- _DATA FOR PROCESSING_:
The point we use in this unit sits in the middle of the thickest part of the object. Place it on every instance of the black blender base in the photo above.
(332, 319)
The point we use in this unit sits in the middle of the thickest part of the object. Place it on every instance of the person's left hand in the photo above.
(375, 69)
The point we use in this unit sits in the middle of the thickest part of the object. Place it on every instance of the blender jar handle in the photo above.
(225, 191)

* * *

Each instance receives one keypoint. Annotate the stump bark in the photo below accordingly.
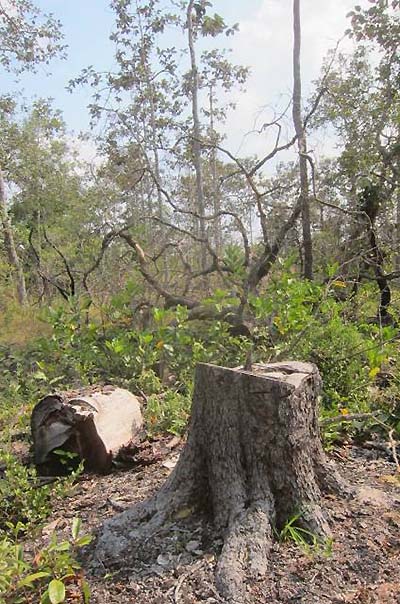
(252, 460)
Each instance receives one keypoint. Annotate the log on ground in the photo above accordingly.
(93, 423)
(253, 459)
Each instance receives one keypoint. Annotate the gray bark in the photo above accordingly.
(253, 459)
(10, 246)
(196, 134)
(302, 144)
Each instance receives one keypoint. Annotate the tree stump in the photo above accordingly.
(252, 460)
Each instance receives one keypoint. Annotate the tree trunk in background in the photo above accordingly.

* * *

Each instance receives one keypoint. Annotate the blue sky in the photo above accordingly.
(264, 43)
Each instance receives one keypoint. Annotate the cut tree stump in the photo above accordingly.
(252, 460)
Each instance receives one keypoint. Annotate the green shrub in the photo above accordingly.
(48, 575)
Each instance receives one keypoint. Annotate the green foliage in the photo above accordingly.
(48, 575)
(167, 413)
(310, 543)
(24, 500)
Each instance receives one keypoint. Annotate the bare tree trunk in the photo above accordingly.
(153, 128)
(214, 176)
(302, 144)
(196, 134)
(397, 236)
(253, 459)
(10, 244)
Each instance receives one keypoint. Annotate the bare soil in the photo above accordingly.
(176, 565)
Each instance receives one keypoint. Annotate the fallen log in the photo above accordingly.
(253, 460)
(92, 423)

- _WHAT YOU ARE ASKED TO DO_: Please lay out the rows above as a numbered list, beginning at the line that contains "Each instance receives one keypoint. Annotate the gray" and stopping after the line that contains "Each instance receives one keypoint. Annotate the tree trunk". Leave out any blank lines.

- _THE ANSWER_:
1. Each instance receives one keypoint. Annotate the gray bark in the photo above accordingly.
2. (253, 459)
3. (10, 246)
4. (196, 134)
5. (302, 144)
6. Each instance receives one keypoint. Annotate the tree stump in the photo above accordingly.
7. (252, 460)
8. Each instance receives one keypoint. Annotate the tree trunk in background in the photo above accordingly.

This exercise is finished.